_Data for processing_.
-=-=-=-=-
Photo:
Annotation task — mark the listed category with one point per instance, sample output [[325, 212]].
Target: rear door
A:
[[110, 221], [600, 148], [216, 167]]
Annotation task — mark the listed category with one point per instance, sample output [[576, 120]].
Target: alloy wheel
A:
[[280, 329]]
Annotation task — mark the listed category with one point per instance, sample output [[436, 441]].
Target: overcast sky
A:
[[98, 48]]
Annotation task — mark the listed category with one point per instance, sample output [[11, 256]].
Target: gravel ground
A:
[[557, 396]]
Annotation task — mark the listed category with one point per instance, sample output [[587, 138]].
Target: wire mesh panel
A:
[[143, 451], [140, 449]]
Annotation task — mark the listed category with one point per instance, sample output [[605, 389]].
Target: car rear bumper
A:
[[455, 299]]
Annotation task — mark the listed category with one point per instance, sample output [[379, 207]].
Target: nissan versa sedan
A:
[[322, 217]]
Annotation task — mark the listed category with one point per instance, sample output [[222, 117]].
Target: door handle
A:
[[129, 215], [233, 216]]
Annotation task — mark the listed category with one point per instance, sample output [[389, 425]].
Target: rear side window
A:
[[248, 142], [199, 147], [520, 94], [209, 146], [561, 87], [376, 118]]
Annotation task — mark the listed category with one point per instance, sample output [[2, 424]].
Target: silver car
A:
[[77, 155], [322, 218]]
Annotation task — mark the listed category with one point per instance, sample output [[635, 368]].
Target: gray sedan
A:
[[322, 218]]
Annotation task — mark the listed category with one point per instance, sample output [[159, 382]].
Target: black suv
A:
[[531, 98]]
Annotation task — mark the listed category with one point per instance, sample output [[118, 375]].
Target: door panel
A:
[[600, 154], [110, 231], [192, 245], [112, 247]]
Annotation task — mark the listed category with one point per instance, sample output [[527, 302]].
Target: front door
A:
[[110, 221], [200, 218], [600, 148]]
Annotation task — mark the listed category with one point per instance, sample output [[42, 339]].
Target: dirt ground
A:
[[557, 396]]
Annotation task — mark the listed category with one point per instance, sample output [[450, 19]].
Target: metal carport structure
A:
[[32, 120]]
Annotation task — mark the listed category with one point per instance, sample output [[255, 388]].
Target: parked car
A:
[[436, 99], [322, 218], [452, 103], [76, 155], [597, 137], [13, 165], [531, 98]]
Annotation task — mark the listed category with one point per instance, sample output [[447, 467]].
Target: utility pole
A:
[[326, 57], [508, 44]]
-=-=-=-=-
_Exercise brief_.
Could you edit the rows from the line containing "output [[450, 19]]." through the end of the rows, changing "parked car" to "stationary car" and leaving everything else as it is? Give back only those lines.

_Exercise output_.
Annotation task — mark the listed category with one point per instance, sample output [[450, 19]].
Target: metal carport structure
A:
[[32, 120]]
Annotation task — mark the listed category with one point per instance, sample output [[255, 388]].
Target: stationary car
A:
[[436, 99], [322, 218], [452, 103], [76, 155], [597, 137], [13, 165], [531, 98]]
Annotation task — mark the listed category with one point per instance, sample output [[447, 467]].
Target: utility pole
A:
[[326, 57], [508, 44]]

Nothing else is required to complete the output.